- **Stored data**
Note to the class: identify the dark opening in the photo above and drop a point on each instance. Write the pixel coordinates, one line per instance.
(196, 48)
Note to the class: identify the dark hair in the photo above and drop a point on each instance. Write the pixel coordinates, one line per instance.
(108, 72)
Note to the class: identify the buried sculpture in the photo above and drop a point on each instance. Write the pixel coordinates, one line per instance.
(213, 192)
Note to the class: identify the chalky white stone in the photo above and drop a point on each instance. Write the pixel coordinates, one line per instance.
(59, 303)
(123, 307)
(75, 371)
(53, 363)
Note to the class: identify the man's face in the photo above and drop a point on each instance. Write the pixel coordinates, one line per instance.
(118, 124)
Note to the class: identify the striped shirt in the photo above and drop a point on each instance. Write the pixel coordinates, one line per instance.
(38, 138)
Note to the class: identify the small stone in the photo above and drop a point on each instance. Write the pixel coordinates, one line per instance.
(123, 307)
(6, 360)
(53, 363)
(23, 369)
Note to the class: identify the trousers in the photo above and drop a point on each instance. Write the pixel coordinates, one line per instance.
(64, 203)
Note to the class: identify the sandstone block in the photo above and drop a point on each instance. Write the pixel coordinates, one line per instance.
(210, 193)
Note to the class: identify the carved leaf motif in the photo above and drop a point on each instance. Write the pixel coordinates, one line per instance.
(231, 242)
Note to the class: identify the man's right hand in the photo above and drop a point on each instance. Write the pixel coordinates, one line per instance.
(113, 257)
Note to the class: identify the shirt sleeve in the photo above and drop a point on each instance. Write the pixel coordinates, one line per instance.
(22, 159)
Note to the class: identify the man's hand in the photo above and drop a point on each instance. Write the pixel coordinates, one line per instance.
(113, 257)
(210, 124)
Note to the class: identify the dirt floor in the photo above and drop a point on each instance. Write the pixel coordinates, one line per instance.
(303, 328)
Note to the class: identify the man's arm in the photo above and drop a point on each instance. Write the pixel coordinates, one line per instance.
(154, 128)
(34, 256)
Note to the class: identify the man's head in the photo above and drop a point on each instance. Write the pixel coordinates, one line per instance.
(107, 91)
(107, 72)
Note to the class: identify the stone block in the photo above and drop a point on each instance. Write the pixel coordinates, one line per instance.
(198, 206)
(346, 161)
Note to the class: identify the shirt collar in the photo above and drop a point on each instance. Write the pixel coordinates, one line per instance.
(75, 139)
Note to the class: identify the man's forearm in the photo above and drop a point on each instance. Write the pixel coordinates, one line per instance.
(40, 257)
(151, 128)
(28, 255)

- **Problem details**
Line by line, retype the data exactly as written.

- **Task result**
Note to the class: identify the dark opening in the photo above and drop a point on each instance. Write the pixel coordinates, one line per instance.
(196, 48)
Note to the class: identify the dark hair in the photo above and drop a point on each instance. Write the pixel coordinates, one line per instance.
(108, 72)
Note to the class: identify the buried sculpture in the photo above and drop a point on each instance. Write the pixel coordinates, one line per instance.
(213, 192)
Note to the class: identify the chalky white stone in the photo above and drop a point on each instance. Write the pixel coordinates, one line per instance.
(59, 303)
(123, 307)
(75, 371)
(53, 363)
Note to the class: identify the man's face in the photo above and drop a point on each instance. Write the pixel coordinates, one line per instance.
(118, 124)
Note to the class: identify the striped shirt in the photo above and drop a point on each instance. Write the pixel coordinates, one line per instance.
(38, 138)
Note to the class: identify the small stone in the photo above and drop a point on each instance. Write the pixel coordinates, one line per instance.
(123, 307)
(6, 360)
(53, 363)
(23, 369)
Note to the class: identify the trousers in the photo above and drop a point on each instance. Write the pixel coordinates, one line per instance.
(64, 203)
Note to the class: identify the sandstone block in the photo above and drop a point on each instance. Write the pixel coordinates, one line per instance.
(210, 193)
Note to the class: identify the carved leaf motif in the photo above and drop a point on each instance. Write the pixel coordinates, one line per instance.
(231, 242)
Note to the class: identify the man's right hand in the photo above and drop a point on each instance. Write the pixel coordinates, one line per instance.
(113, 257)
Note to the class: identify the shirt sleeve in the photo above and drop a point on each instance. Write the pixel coordinates, one line per instance.
(22, 159)
Note to the class: identify the man's hand in the photo above and drop a point on each instance. Write the pixel coordinates, one line per instance.
(113, 257)
(210, 124)
Note to the class: identify the dirt floor in the photo above and drop a point on each instance. Write the pixel coordinates, one line per instance.
(303, 328)
Note to the class: identify the man's arm in the photo above and drop a point on each instance. Write the pixel coordinates, one line per instance.
(154, 128)
(34, 256)
Note to the class: identify the man's head in the photo above and drop a point on each instance. Write the pixel coordinates, one line per instance.
(107, 91)
(107, 72)
Note to the class: identify the stone block in the photo above and drop a point on each instance. Write the pixel coordinates, one line per instance.
(198, 206)
(346, 161)
Note to the class: identify the shirt collar in the photo above and drop a point on each instance. Write the pixel coordinates, one line per instance.
(75, 139)
Note to the class: identify the man's forearm in the photo above and drop a point on each instance. Write the pixel coordinates, one line per instance.
(40, 257)
(151, 128)
(28, 255)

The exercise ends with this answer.